▶ _EXTRACTED RECORDS_
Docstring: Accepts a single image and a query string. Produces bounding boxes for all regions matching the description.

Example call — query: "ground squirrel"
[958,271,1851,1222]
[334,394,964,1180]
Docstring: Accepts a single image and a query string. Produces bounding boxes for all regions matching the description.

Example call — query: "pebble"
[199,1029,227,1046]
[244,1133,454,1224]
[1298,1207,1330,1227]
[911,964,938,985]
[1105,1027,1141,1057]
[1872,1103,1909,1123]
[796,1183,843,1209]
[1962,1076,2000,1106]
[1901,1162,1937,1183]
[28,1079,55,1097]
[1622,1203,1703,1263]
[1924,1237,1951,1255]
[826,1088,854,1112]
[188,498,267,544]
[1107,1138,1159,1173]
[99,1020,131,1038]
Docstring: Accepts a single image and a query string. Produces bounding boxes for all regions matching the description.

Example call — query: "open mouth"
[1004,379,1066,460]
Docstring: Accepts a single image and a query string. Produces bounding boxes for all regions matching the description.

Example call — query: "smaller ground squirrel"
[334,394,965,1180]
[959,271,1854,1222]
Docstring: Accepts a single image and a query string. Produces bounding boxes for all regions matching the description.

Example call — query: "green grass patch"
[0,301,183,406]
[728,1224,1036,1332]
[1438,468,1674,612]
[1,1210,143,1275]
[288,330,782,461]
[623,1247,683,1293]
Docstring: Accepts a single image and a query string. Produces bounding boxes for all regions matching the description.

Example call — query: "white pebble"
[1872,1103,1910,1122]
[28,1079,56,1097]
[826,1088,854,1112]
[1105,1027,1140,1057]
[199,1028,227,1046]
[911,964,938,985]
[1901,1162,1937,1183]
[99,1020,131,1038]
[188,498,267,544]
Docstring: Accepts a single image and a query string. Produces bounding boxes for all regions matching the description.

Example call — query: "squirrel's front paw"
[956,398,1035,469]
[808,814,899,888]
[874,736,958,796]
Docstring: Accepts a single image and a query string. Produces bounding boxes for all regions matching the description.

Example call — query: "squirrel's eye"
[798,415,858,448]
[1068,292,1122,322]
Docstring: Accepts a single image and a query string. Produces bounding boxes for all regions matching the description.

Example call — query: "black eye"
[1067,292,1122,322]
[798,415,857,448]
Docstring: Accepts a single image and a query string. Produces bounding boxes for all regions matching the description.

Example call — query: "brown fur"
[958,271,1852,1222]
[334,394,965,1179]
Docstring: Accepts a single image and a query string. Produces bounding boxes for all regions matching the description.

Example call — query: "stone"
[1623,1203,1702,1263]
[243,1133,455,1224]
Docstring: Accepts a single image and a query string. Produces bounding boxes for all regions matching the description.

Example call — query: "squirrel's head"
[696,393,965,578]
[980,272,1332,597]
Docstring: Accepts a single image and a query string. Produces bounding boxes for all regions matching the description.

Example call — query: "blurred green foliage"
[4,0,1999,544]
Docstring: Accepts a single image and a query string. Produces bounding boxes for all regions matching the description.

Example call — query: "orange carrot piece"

▶ _ACTION ITEM_
Set down the whole listing once more, exactly as it appears.

▶ _RESPONSE TO THE TASK_
Docstring: Accepts a single image and a query string. Produces bounding boxes for all regions matching the description.

Example call — query: "ground squirrel"
[958,271,1851,1222]
[334,394,964,1180]
Docstring: Accepts a single image and a query string. Produces bounding boxes for all regions matching the description.

Example call — query: "pebble"
[199,1029,227,1046]
[244,1133,454,1224]
[1298,1207,1330,1227]
[911,964,938,985]
[1105,1027,1141,1057]
[1872,1103,1909,1123]
[796,1183,843,1209]
[1962,1076,2000,1106]
[1901,1162,1937,1183]
[28,1079,55,1097]
[1622,1203,1703,1263]
[1924,1237,1951,1255]
[826,1088,854,1112]
[188,498,267,544]
[1107,1138,1159,1173]
[99,1020,131,1038]
Docstring: Accepts a single image and a query string. Produces bounding boxes for all regions matching the description.

Example call — query: "open mouth"
[1004,379,1066,460]
Docstring: Accepts a single image and a query string. Produces bounding boxes for all regions matching the description.

Example call — query: "smaller ground squirrel"
[334,394,965,1180]
[959,271,1854,1222]
Docstring: Accepts a single image and a query string. Produces bounding boxes for all regions matching the description.

Example call — query: "green grass patch"
[0,301,183,406]
[728,1224,1036,1332]
[1438,468,1674,612]
[1,1210,143,1275]
[288,330,782,461]
[623,1247,683,1293]
Docstring: Accepts a single image and a query string. Produces bounding boxes for all regions matching the description.

Example call — query: "white pebble"
[1872,1103,1910,1122]
[28,1079,56,1097]
[826,1088,854,1112]
[1105,1027,1140,1057]
[199,1028,227,1046]
[911,964,938,985]
[1901,1162,1937,1183]
[99,1020,131,1038]
[188,498,267,544]
Docstring: Accepts a single image and a query string. Produces bounding boxes for all regions matching the description.

Example call — query: "squirrel's front paw"
[956,398,1035,469]
[808,814,899,888]
[874,736,958,796]
Docstring: Accepts a single image and a query string. Produces bounding boxes for all regions matching the description.

Example call — query: "squirrel's eye"
[798,415,858,448]
[1068,292,1122,322]
Docstring: Accepts a single image and a query string. Produces bounding boxes for all regions matching the description.

Example call — query: "black eye"
[1067,292,1122,322]
[798,415,857,448]
Docstring: Accepts a single image and a query string. Produces bounding boxes for all regions matching the description.

Example call — query: "brown fur"
[958,271,1852,1222]
[334,394,965,1179]
Docstring: Accepts a single image and a query string. Produces bounding boxes for all regions matching the description.

Example call — query: "stone"
[1623,1203,1702,1263]
[243,1133,455,1224]
Docstring: Accepts a single image and a query string. Produces bounding boxes for all regions matching the description.

Example call — query: "squirrel's head"
[696,393,965,578]
[980,272,1332,597]
Docstring: Accepts a single image and a query string. Produces bounding boxes for all regions matching the description.

Example call — query: "blurred green foliage"
[4,0,1999,544]
Docstring: Accepts a single image and a query string. Produces bounding boxes for all regions matching the description.

Example call — query: "orange carrot piece"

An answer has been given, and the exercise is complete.